*** Opening Supplied records ***

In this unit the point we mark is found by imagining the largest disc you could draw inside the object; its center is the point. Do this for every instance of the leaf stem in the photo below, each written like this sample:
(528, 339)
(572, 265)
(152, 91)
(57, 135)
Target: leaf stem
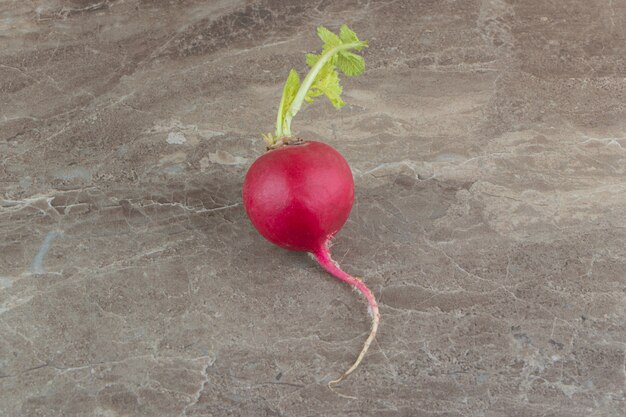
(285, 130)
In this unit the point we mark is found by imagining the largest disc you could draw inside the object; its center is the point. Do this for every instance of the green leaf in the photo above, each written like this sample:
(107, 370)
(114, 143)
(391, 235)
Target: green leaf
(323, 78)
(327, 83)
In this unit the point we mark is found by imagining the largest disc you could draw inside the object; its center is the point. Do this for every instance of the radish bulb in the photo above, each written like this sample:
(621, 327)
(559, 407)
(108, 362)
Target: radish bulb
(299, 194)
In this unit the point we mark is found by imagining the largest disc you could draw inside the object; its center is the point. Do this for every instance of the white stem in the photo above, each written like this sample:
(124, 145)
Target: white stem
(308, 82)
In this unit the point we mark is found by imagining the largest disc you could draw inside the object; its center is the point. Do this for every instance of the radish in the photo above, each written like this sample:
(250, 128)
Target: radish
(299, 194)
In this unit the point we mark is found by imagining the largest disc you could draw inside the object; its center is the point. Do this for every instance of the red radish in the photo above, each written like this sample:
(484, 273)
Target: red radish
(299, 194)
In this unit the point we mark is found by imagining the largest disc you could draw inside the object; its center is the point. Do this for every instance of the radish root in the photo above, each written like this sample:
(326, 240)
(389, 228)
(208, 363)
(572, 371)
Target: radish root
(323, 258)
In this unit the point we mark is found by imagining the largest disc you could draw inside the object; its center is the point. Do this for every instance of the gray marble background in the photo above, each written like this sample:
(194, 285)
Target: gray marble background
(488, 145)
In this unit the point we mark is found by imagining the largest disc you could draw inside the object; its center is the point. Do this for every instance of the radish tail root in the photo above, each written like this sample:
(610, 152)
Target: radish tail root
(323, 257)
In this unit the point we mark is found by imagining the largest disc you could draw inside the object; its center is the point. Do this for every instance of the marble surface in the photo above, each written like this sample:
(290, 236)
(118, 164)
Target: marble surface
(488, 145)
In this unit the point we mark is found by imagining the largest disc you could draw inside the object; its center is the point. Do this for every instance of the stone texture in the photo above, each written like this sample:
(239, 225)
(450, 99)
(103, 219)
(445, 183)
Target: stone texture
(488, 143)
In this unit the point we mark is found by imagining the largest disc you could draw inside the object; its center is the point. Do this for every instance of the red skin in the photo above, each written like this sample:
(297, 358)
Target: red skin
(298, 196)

*** Closing Supplied records ***
*** Opening Supplied records ***

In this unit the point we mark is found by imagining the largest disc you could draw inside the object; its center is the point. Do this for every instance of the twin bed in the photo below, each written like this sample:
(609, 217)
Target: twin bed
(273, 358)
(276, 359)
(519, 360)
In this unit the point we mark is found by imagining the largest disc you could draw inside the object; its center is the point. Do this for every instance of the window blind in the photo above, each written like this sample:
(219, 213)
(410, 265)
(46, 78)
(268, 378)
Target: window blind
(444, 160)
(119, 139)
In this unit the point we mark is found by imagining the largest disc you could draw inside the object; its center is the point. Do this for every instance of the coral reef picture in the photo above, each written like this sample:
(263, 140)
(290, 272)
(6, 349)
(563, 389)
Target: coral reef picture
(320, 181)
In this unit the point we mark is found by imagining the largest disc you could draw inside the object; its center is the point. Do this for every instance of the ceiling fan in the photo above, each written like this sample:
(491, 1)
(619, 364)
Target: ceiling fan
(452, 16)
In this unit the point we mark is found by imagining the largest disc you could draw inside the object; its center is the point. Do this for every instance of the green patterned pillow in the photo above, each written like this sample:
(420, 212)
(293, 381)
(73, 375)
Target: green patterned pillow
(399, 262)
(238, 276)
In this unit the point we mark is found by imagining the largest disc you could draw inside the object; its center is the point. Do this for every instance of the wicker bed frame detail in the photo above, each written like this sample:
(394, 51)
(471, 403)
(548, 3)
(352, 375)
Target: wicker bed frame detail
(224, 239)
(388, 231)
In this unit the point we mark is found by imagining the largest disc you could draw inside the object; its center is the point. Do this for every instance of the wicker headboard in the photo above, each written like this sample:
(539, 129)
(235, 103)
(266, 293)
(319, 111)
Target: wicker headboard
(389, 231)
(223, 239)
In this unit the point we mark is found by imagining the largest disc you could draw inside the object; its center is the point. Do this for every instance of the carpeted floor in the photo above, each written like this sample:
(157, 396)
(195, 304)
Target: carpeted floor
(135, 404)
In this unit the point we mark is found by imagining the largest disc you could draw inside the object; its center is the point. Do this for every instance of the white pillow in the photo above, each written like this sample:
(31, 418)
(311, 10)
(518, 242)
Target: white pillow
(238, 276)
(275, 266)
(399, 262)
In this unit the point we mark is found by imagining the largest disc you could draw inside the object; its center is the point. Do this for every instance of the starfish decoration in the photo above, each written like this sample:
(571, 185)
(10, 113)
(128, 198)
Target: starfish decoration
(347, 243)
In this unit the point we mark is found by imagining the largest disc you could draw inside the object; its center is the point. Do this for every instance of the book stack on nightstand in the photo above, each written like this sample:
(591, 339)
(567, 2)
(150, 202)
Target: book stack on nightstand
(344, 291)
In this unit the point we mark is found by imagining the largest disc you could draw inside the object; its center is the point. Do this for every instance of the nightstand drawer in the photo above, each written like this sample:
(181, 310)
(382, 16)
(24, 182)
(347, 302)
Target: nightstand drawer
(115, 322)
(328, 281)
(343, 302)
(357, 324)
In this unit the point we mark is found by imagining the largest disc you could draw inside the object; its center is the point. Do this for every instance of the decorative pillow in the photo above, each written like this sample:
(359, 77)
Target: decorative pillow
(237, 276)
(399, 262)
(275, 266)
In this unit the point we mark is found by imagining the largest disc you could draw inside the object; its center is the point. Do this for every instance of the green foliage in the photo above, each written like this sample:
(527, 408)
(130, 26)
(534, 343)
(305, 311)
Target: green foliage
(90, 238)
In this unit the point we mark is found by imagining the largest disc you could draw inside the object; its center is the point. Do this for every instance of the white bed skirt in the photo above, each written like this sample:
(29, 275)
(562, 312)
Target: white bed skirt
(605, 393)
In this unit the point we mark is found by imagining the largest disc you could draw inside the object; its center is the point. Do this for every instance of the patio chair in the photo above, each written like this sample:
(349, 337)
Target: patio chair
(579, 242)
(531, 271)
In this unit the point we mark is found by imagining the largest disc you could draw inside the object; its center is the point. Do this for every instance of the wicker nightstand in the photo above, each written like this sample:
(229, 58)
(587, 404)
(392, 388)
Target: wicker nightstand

*** Closing Supplied records ***

_Directions for this task_
Your task is to copy each line of the entries that includes the word "below".

_Result for this exercise_
In this unit the point we mark is found by imagining the largest disc you could draw inside the object; its center is the point. Do this for every instance of the leaf stem in the photo below, each written like this sample:
In this unit the point we mark is found by imagining the largest disc you could draw inside the object; its center is the point. Do this for every instance of the twin bed in the photo below, each written like this sample:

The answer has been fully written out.